Short problem:
Transcribe the records below word for word, starting at their first line and ending with the line that contains "pixel 204 344", including both.

Data supplied:
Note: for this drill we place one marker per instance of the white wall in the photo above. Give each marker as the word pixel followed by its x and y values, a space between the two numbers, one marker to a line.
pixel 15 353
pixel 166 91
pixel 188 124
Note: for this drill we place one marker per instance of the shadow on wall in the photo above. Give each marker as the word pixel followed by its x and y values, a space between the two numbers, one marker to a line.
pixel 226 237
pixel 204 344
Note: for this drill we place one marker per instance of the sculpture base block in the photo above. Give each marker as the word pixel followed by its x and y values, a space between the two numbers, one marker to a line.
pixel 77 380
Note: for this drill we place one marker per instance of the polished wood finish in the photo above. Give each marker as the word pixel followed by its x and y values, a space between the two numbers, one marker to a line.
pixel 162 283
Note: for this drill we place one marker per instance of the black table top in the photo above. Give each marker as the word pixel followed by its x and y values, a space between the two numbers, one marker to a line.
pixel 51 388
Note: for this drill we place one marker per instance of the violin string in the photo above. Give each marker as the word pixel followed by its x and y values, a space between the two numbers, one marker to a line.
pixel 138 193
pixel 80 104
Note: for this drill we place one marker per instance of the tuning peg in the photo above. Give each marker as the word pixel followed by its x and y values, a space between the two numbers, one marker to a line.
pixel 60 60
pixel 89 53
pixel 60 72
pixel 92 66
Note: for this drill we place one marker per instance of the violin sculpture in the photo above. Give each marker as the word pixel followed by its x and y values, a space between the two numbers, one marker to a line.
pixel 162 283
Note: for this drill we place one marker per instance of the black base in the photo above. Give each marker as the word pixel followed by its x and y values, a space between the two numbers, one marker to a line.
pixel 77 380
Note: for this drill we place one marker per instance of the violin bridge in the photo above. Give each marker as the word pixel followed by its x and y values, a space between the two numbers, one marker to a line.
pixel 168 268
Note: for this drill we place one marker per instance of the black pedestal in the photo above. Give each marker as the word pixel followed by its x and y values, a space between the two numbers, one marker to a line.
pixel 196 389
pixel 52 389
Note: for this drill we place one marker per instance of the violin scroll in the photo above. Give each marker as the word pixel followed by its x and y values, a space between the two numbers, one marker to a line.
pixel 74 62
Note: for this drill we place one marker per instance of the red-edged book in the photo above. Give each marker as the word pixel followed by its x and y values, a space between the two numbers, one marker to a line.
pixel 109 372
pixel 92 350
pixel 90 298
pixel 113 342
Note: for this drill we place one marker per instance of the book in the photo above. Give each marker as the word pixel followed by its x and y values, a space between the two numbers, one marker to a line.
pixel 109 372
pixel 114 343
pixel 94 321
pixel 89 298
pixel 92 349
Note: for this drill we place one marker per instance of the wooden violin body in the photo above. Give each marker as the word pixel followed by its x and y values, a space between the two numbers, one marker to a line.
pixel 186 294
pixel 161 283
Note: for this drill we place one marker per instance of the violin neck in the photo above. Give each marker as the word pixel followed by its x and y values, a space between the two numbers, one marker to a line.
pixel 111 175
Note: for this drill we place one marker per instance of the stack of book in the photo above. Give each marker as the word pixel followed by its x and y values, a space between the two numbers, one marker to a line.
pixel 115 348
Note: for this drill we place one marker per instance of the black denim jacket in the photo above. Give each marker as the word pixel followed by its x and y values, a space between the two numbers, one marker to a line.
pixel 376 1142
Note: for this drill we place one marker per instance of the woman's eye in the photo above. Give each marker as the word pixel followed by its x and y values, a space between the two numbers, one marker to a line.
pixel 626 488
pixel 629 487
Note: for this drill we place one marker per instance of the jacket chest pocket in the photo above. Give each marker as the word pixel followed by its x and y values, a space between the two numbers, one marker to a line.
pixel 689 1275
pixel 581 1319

Task solution:
Note: for this drill we place one marker per instance of the white wall in the photo above. Give each marker as the word pixel followed by its x and y values, a space between the two numbers, one marker to a line.
pixel 15 353
pixel 166 91
pixel 188 124
Note: for this drill we place one marker per instance of the shadow on wall in the photo above. Give each marker as the word pixel followed by its x and y values, a space between the two numbers, one marker to a line.
pixel 226 237
pixel 204 344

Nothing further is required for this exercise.